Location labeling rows
________________________________________
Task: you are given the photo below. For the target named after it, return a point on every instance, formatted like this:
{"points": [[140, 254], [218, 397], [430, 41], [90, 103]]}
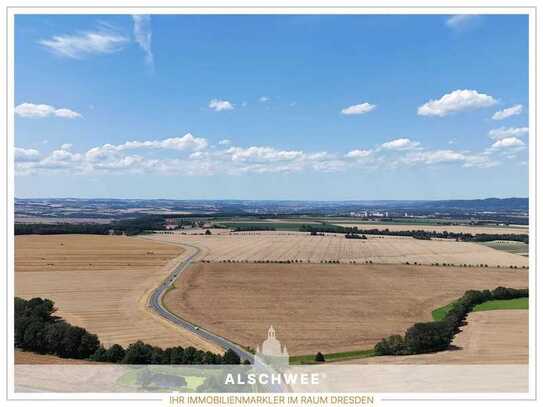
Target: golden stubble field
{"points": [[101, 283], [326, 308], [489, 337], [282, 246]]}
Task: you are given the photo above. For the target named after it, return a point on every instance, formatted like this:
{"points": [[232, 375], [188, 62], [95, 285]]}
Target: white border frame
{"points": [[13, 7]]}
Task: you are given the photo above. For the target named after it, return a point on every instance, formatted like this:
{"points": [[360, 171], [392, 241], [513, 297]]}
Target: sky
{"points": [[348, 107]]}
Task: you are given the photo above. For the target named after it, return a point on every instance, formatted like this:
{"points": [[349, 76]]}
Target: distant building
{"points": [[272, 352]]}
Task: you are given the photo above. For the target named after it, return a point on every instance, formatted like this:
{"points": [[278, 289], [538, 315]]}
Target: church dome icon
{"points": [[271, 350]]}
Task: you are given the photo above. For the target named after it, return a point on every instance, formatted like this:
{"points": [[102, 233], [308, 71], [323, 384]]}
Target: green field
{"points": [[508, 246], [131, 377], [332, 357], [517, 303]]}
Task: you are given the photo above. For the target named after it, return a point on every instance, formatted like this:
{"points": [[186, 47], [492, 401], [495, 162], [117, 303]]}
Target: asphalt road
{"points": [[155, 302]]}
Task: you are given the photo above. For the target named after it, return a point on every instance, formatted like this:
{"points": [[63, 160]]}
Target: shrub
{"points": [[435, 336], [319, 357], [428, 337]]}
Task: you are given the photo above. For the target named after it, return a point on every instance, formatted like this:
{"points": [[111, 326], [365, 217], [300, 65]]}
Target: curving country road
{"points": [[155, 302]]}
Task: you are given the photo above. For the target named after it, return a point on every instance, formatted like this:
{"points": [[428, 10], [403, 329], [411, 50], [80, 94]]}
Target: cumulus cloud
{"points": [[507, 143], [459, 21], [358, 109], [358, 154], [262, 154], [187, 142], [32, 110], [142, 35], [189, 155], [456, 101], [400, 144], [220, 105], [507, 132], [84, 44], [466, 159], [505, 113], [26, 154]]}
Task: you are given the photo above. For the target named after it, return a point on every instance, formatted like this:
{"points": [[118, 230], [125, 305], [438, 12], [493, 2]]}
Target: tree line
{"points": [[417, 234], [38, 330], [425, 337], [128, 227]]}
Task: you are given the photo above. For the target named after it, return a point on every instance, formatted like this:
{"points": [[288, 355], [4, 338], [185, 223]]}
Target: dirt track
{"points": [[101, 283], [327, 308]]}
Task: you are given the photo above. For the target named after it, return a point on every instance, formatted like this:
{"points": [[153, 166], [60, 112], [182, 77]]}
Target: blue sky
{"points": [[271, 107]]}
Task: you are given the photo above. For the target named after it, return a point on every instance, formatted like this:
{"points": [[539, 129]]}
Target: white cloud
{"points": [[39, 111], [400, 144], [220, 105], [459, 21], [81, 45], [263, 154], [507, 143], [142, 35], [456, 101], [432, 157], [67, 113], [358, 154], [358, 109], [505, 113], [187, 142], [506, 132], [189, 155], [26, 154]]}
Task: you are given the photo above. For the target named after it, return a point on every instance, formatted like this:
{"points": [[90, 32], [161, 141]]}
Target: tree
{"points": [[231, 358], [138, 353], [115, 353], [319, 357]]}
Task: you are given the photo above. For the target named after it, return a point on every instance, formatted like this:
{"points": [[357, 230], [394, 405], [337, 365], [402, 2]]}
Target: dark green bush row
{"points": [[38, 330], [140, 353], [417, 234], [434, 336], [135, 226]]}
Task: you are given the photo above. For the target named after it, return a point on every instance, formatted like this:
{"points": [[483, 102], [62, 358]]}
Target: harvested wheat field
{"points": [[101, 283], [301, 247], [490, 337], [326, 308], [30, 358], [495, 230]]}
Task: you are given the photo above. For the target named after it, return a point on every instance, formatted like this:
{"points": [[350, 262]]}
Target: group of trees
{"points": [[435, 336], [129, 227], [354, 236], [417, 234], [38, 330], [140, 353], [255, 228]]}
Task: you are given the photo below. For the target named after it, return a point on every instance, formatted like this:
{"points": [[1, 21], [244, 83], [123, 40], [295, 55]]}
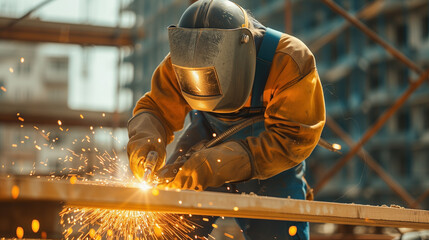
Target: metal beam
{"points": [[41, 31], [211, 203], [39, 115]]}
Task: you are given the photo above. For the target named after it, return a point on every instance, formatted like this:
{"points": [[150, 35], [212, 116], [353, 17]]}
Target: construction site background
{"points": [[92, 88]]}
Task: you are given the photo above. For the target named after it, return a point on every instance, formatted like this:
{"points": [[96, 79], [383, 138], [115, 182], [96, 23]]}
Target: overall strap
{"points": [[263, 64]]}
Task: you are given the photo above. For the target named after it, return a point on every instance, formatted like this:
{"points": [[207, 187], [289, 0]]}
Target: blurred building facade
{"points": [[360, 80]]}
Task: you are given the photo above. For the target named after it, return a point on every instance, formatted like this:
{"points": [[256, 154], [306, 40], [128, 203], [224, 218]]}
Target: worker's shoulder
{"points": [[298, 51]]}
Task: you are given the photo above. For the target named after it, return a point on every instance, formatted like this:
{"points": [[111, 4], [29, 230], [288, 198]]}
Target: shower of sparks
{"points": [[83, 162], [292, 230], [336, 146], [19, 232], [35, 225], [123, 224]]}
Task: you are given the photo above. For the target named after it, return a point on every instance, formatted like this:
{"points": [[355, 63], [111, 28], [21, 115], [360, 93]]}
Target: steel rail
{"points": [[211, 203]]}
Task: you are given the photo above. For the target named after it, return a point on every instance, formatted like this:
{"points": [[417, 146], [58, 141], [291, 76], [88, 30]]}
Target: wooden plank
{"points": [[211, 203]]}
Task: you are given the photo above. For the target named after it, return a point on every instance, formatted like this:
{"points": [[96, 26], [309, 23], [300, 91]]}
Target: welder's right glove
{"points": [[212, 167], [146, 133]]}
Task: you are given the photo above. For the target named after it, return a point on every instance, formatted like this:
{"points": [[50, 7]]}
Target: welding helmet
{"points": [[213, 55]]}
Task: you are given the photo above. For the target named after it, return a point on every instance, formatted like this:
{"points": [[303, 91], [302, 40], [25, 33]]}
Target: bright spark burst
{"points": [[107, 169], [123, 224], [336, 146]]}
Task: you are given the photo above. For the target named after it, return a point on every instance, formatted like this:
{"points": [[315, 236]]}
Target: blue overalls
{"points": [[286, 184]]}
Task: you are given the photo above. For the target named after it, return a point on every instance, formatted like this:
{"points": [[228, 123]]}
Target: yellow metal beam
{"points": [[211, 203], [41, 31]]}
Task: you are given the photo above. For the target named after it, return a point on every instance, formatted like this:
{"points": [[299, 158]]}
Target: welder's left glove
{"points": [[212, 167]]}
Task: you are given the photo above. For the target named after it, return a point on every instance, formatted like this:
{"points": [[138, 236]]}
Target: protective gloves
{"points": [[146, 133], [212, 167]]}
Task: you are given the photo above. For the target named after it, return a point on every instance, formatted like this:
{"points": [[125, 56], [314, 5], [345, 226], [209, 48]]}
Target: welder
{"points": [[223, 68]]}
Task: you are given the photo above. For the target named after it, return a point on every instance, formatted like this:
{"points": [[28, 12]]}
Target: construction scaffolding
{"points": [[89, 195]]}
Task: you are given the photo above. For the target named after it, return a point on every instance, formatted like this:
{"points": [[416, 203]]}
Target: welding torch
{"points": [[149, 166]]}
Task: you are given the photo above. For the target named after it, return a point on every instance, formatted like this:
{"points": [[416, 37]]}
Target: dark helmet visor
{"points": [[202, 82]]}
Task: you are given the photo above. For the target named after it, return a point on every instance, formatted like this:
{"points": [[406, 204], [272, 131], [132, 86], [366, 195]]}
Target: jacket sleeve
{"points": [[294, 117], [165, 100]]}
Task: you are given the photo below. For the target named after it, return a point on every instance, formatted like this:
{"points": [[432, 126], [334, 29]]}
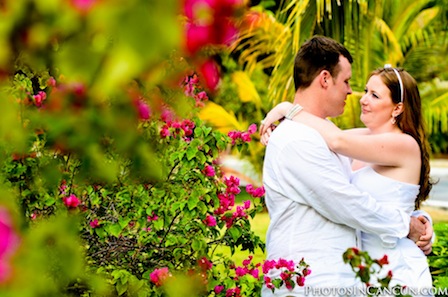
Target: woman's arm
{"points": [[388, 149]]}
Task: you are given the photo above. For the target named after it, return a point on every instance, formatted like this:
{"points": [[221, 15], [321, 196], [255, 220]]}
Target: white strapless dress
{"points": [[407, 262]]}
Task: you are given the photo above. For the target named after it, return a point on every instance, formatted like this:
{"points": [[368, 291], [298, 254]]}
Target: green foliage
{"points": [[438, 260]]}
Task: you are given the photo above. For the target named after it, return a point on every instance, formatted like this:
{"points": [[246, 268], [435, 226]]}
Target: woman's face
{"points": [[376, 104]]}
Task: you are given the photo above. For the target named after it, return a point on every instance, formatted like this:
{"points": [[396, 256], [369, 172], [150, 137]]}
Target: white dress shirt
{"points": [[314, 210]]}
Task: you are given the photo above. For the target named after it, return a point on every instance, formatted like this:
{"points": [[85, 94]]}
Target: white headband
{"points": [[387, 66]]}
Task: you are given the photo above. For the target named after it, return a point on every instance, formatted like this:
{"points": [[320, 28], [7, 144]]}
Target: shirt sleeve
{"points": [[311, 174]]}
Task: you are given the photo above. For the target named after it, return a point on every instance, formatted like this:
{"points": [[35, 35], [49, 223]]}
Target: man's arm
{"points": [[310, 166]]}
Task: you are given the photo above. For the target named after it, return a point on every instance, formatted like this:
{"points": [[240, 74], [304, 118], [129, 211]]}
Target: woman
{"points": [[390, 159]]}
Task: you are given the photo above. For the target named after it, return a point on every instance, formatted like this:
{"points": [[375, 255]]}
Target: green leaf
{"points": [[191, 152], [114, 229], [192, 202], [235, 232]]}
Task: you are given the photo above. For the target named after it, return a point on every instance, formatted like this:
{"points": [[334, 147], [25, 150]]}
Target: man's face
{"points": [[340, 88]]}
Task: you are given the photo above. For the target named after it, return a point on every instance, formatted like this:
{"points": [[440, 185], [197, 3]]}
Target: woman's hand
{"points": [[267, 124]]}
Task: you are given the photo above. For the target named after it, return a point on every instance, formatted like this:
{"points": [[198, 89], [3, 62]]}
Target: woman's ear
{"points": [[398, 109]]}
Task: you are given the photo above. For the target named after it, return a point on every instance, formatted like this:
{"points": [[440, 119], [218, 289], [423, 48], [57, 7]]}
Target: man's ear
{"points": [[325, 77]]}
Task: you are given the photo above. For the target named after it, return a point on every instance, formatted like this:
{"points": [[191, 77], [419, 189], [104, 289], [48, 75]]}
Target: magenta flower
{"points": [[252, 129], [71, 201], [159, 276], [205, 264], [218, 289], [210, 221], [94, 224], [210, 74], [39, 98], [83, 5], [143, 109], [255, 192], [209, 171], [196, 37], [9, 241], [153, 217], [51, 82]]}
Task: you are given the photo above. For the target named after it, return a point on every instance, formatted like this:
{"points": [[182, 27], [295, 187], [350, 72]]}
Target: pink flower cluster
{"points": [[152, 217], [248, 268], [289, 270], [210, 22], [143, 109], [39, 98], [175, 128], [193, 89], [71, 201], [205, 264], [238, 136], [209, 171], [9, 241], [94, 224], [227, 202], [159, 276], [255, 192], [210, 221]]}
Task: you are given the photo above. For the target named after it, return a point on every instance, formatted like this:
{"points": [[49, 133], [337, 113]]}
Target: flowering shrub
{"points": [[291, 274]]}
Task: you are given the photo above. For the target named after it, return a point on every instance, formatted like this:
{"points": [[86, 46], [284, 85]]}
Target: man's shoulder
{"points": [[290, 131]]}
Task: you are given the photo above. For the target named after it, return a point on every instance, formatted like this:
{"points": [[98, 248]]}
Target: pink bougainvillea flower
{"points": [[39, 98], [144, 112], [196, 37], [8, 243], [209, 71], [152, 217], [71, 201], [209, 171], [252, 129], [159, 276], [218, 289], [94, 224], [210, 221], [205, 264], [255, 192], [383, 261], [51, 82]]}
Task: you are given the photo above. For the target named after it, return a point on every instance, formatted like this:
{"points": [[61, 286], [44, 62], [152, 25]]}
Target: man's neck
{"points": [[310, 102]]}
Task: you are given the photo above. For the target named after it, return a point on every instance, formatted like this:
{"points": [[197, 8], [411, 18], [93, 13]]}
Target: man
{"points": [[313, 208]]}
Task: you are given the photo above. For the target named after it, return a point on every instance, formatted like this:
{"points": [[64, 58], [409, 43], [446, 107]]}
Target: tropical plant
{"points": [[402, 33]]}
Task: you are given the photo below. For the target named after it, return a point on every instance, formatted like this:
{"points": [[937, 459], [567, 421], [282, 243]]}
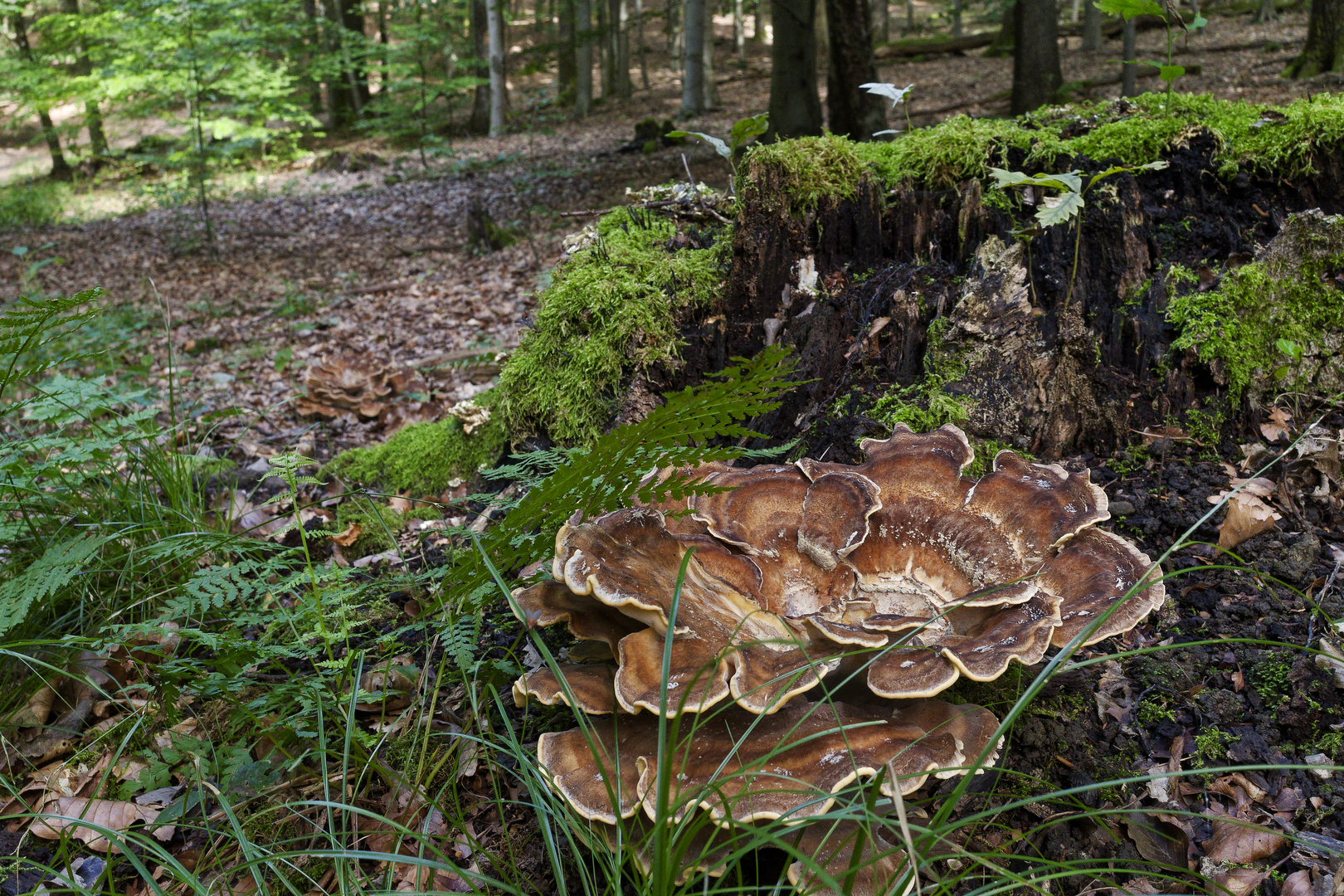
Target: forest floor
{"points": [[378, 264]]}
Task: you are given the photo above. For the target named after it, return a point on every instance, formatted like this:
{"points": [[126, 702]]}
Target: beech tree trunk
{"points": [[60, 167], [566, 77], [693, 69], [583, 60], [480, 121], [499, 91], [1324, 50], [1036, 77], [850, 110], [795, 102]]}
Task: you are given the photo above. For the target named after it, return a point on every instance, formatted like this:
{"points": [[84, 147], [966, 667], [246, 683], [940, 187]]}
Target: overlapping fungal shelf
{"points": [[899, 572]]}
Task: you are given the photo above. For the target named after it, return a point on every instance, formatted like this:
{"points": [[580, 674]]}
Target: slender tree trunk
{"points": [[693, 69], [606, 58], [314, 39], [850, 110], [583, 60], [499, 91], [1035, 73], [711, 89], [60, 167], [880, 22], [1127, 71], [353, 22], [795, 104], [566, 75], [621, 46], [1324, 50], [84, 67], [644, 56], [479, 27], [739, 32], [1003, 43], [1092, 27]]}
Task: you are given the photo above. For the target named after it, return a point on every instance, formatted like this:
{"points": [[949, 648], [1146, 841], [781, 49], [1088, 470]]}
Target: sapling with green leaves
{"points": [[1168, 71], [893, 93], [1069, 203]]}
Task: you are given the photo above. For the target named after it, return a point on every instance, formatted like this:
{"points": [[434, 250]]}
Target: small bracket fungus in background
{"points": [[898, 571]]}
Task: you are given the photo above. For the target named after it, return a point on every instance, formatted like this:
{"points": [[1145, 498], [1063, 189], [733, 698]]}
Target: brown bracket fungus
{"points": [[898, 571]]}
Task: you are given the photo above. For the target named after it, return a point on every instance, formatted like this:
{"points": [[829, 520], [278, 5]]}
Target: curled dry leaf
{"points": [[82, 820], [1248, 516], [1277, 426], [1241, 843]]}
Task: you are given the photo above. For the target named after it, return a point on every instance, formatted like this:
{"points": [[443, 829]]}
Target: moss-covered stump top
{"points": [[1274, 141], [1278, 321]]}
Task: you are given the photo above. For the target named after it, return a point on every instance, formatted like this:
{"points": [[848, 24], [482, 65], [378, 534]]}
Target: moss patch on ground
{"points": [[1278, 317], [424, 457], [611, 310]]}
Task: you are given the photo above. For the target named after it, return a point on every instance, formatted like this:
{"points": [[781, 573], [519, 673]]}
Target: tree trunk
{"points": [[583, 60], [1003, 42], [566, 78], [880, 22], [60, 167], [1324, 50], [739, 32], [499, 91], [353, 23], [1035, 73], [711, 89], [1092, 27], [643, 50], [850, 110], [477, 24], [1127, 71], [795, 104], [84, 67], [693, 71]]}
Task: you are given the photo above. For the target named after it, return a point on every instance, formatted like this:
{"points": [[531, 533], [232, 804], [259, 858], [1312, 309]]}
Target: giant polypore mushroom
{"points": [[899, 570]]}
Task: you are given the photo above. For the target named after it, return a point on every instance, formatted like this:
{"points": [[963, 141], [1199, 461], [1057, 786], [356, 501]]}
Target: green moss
________________________________________
Stated task: Pull out every line in the rows above that contains the word "background", matching case exactly.

Exercise solution:
Target: construction site background
Target: small bracket fungus in background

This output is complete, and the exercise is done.